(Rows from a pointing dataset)
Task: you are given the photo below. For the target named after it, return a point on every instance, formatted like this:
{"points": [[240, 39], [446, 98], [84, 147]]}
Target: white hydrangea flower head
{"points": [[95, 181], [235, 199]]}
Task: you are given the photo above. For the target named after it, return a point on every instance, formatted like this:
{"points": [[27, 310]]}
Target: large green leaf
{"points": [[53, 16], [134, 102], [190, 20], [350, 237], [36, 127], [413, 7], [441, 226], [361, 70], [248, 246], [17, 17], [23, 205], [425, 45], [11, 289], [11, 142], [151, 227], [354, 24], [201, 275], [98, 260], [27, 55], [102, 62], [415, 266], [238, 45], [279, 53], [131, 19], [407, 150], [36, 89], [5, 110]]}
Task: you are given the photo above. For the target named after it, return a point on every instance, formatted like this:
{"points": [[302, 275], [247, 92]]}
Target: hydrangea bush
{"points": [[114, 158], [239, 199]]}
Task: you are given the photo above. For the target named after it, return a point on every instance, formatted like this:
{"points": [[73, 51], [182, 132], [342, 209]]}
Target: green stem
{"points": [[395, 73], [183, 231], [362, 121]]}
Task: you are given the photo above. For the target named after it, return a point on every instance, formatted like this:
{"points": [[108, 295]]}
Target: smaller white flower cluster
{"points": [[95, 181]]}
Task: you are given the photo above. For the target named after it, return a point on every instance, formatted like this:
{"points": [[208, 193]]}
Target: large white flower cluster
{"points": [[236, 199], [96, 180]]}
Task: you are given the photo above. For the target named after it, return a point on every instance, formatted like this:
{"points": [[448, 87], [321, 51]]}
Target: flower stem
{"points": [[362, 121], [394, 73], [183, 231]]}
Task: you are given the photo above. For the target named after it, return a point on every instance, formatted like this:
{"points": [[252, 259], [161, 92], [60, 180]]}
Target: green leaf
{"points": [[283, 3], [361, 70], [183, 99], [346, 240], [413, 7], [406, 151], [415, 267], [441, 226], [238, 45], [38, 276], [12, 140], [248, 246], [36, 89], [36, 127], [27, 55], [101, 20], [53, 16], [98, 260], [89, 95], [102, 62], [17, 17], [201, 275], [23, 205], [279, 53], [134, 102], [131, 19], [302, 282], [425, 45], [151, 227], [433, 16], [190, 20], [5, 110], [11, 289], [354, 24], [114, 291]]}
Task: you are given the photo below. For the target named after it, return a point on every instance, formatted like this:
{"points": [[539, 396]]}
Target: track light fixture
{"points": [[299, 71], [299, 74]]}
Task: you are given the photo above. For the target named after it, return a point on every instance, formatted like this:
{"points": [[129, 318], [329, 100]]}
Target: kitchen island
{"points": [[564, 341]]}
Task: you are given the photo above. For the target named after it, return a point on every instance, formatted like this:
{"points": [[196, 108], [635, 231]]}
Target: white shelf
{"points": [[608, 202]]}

## Problem
Repeat the preceding lines exactly, please, every one of them.

## Response to the exercise
Task: you are given the photo below. For the target named after it, return a point on every instance, formatted like this:
{"points": [[240, 39], [446, 98], [84, 147]]}
Target: white hydrangea flower head
{"points": [[95, 181], [235, 199]]}
Task: you are given the photo above. For the target named after it, return a point on every instance, formatted like this:
{"points": [[27, 310]]}
Target: large green leaf
{"points": [[53, 16], [134, 102], [190, 20], [350, 237], [36, 127], [413, 7], [441, 226], [361, 70], [248, 246], [17, 17], [23, 205], [425, 45], [11, 289], [11, 142], [151, 227], [354, 24], [201, 275], [98, 260], [27, 55], [102, 62], [415, 266], [238, 45], [279, 53], [131, 19], [407, 150], [36, 89], [5, 110]]}
Task: you are given the photo above. For the target named after it, return a point on every instance, formatted like this:
{"points": [[302, 275], [247, 92]]}
Target: hydrangea bush
{"points": [[114, 158], [239, 199]]}
Task: you are given the photo above. For the target named after it, return a point on every instance, formatted like this:
{"points": [[73, 51], [182, 132], [342, 209]]}
Target: green stem
{"points": [[395, 73], [183, 231], [362, 121]]}
Task: you are given the photo above. For the target named after it, return a point on every instance, formatted like this:
{"points": [[108, 295]]}
Target: smaller white flower cluster
{"points": [[95, 181]]}
Task: you are given the photo above. For the target named after it, return a point on every instance, formatted like this:
{"points": [[208, 193]]}
Target: large white flower cluster
{"points": [[236, 199], [96, 180]]}
Task: you are given the photo above. For the target named after it, return a point on every instance, formatted like this:
{"points": [[448, 87], [321, 51]]}
Target: flower stem
{"points": [[362, 121], [394, 73], [183, 231]]}
Task: you are given the photo above. For the target named after it, return a point on every instance, formatted like this:
{"points": [[252, 259], [161, 92], [60, 180]]}
Target: green leaf
{"points": [[283, 3], [361, 70], [183, 99], [346, 240], [413, 7], [406, 151], [415, 267], [441, 226], [238, 45], [38, 276], [12, 140], [248, 246], [36, 89], [36, 127], [27, 55], [101, 20], [53, 16], [98, 260], [89, 95], [102, 62], [17, 17], [201, 275], [23, 205], [279, 53], [134, 102], [131, 19], [302, 282], [425, 45], [151, 227], [433, 16], [190, 20], [5, 110], [11, 289], [354, 24], [114, 291]]}
Task: you are given the photo below. For the target named after it, return a point on every instance, formatted like this:
{"points": [[539, 396]]}
Target: track light fixture
{"points": [[299, 71], [299, 74]]}
Task: you are given the photo above. For the target named after it, return a point on every instance, formatted like this:
{"points": [[129, 318], [329, 100]]}
Target: kitchen island
{"points": [[564, 341]]}
Task: you are given the photo above. For the target named after it, return a point on every instance, formatted like this:
{"points": [[196, 108], [635, 231]]}
Target: white shelf
{"points": [[608, 202]]}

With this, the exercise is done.